Directives =
A – Print the passage of the epoll timing report from "In my case the" up to and including "look into it.".
B – Using the epoll timing report, explain in one to three sentences why epoll_wait wakes the server up before a callback's timeout is reached.
C – Continue the epoll timing report from its last sentence onward.

--- Start Passage to read ---

Performance heavy timing problems in epoll handling #7102

MarkusBeerwerth · 2025-02-11T13:24:32Z

Description

Hi,

after upgrading from a 1.3 to the newest 1.4 version on a Linux system I noticed some performance issues.

In my case the average cpu time of the server increased around 20 times compared to the 1.3 version, even noticeable when running a idle server without any connections. So i gave a look into it.

After some investigation trying different 1.4 versions and recording traces all 1.4 versions shows the same behavior, that seems to be caused by the switch from the select to epoll kernel apis.

On every epoll_wait wakeup the opc server does many additional noblocking epoll_wait calls with timeout 0. Way to many to count in my case it seems to be something in the high 2 digit to low hundreds range adding usually up to more 500us of cpu time in each server call. So the overhead usually adds to way more that the expected cpu load of the server itself.

After building the library and debugging it following issue seems to occurre in the eventloop_posix.c and eventloop_posix_epoll.c modules in the functions UA_EventLoopPOSIX_run UA_EventLoopPOSIX_pollFDs:

all the timeouts of the internally added callbacks are managed with a precision of 100 ns
the used epoll_wait only supports a precision of 1ms. The input is rounded down by integer division
epoll_wait will wake up a ms too early, so the server main loop in UA_Server_run will loop nonblocking until the timeout a few hundred us away in the future is fulfilled, the callback executed and the timeout reset.

Depends a bit on the starting time and jitter, but worst case any callback takes around 1ms of extra time per execution indepedent of system performance, creating a noticeable amount of overhead. Even if epoll only supports ms precision it usually triggers rather precise with minimal jitter in the double digit microsecond range x ms after it got called. So how big the overhead gets, is consistent after the first call.

--- End Passage to read ---
--- Start Information supplied ---

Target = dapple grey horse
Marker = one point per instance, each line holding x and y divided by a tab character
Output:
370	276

--- End Information supplied ---

Results for each task =
A –
In my case the average cpu time of the server increased around 20 times compared to the 1.3 version, even noticeable when running a idle server without any connections. So i gave a look into it.

B – The callback timeouts are tracked with a precision of 100 ns, but epoll_wait only accepts a precision of 1 ms, and the timeout is rounded down by integer division. As a result, epoll_wait returns about a millisecond too early, and the main loop keeps polling without blocking until the timeout a few hundred microseconds later is actually due.

C –
In all it should be a general problem that effects all linux builds in 1.4.x version.

Background Information / Reproduction Steps

run a server on Linux.
monitor cpu usage
record traces with kernel events (trace-cmd, lttng, etc.)
count timouts < 1ms in UA_EventLoopPOSIX_run

Issue #6593 seems to be related

Used CMake options (should not really matter):

Default debug Build config
tested on both arm64 and x86-64

Possible Solution:

At first glance I see a few possible options to fix the problem, but maybe you have better ideas.

Use epoll_pwait2:
There is already a commented out epoll_pwait2 implementation right under the epoll_wait implementation in UA_EventLoopPOSIX_pollFDs
epoll_pwait2 would probably work fine, but could be a breaking change for older systems. Already encountered some older linux versions that didn't support it before.

Ceil the timout that is going into epoll
A rather quick and dirty solution would be to ceil the timeout that is going into epoll_wait
tried it as a temporary workaround and seems to work rather good in my case. Subsequent calls of the repeated callbacks will usually have the same offset to the epoll_wait call so they will still get called rather precise in x ms intervals. It would also only effect the linux version.

Manage the timouts with ms precision:
A more clean solution would probably be to manage the callback times only with ms precision and take into account the jitter by checking if the timestamp is near the expected one. They only get parameterized with a ms precision. Not sure if there a good usecases to get more precise than that on different plattforms.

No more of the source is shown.